(Labeled-object pointing entries)
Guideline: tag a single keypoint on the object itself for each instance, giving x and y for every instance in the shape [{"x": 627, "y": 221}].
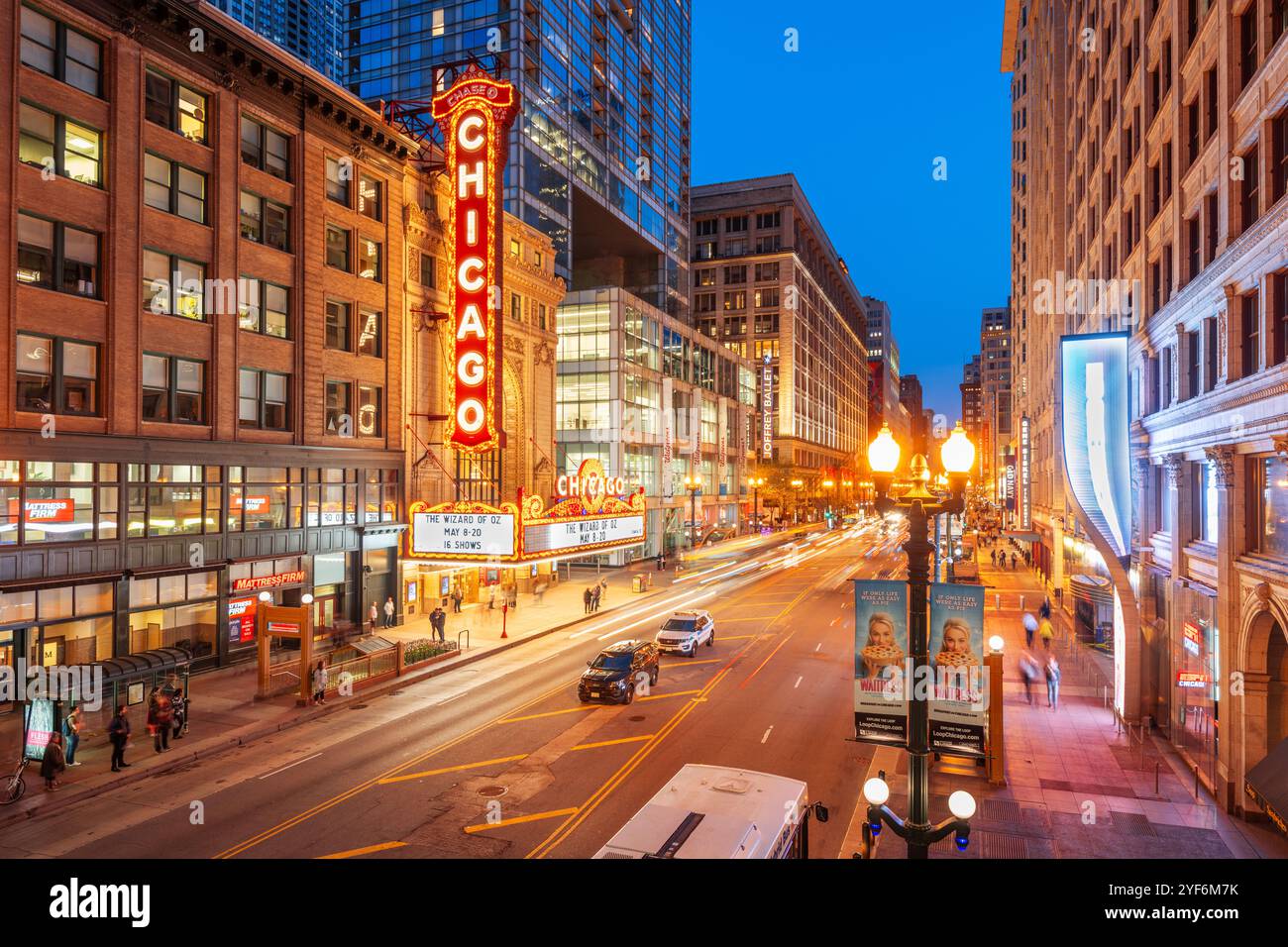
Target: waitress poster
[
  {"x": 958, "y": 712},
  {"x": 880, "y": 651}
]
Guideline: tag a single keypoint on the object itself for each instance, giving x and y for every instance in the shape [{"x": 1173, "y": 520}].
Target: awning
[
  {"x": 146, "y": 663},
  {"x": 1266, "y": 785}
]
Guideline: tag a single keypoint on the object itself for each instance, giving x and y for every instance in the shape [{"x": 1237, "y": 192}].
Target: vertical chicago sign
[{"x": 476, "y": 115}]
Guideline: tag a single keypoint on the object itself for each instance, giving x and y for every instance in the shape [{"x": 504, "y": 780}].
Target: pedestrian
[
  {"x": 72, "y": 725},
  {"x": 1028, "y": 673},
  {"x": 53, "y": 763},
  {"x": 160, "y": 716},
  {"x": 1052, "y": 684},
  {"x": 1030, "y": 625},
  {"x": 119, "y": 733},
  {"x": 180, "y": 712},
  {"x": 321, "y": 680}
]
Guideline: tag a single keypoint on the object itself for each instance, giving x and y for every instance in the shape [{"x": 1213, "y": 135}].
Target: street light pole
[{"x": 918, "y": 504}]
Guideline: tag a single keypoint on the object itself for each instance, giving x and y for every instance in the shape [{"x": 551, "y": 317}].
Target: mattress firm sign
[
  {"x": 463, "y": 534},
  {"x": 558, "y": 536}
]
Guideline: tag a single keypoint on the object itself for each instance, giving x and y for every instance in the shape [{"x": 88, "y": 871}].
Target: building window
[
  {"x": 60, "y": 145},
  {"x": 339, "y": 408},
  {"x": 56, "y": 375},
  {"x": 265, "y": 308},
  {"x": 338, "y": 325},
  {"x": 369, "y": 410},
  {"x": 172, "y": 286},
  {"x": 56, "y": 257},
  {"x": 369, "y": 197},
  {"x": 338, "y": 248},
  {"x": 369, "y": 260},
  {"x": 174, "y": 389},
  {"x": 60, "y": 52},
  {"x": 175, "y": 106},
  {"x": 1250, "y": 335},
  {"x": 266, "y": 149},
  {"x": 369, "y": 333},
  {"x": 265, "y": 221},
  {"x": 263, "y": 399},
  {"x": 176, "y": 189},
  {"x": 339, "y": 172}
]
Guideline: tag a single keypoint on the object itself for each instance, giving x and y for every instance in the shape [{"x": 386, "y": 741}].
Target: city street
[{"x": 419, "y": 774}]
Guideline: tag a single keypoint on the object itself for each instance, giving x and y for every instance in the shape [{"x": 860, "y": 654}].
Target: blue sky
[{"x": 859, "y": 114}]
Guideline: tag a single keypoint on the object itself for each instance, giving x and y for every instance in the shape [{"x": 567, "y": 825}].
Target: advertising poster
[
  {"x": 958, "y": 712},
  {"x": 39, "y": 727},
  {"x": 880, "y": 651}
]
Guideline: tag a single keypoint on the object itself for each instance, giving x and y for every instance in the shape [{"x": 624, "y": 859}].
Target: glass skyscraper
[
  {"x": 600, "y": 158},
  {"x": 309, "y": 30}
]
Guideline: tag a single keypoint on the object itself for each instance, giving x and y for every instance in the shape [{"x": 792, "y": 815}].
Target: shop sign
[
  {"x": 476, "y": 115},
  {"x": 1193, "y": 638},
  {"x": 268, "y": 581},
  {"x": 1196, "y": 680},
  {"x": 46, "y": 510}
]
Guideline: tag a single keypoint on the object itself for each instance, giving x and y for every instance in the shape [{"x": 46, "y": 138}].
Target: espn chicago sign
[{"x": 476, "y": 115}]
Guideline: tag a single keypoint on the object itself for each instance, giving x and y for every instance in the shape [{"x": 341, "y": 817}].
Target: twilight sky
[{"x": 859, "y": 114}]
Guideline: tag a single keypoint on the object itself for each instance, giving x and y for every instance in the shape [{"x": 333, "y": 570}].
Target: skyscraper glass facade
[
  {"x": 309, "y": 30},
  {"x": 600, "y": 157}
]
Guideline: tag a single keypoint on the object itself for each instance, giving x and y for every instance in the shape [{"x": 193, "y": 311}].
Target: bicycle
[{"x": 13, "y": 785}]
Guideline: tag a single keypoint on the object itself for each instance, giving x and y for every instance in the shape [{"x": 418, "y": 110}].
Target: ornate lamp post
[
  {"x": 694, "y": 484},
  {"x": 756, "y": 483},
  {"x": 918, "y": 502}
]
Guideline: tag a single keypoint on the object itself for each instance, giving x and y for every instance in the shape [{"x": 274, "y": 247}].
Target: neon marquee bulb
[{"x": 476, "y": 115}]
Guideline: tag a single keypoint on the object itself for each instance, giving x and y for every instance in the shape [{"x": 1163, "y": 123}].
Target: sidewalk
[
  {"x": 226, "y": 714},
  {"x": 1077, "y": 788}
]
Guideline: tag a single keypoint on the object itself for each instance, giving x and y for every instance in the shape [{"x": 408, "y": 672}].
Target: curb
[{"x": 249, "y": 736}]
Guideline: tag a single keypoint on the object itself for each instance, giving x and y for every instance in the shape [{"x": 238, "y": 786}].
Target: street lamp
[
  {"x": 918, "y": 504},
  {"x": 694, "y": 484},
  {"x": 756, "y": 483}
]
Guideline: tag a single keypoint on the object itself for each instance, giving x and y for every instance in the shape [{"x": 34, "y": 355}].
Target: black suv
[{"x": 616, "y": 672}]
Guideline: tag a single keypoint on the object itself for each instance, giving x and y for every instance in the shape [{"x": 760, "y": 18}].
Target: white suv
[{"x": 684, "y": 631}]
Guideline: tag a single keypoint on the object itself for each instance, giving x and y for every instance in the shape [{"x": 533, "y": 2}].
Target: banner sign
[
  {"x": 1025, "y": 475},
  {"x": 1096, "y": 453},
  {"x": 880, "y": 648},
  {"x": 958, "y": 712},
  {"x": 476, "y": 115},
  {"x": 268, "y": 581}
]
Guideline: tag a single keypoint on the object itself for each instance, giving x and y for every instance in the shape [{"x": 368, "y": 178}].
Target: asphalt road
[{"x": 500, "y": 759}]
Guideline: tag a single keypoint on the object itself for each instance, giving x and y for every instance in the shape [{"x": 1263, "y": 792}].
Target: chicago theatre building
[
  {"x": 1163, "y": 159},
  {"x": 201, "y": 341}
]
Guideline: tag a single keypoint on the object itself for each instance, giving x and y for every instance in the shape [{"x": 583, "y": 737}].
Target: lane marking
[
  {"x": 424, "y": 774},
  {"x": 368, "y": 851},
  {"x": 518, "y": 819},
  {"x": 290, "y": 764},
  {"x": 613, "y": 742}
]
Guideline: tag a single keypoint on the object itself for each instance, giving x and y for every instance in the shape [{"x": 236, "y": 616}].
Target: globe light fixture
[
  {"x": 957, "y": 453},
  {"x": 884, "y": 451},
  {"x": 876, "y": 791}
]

Prompt: Please locate every line in the listing above that contains the word "poster" and copy each of those lines.

Response for this exercise:
Target: waitress poster
Target: advertising poster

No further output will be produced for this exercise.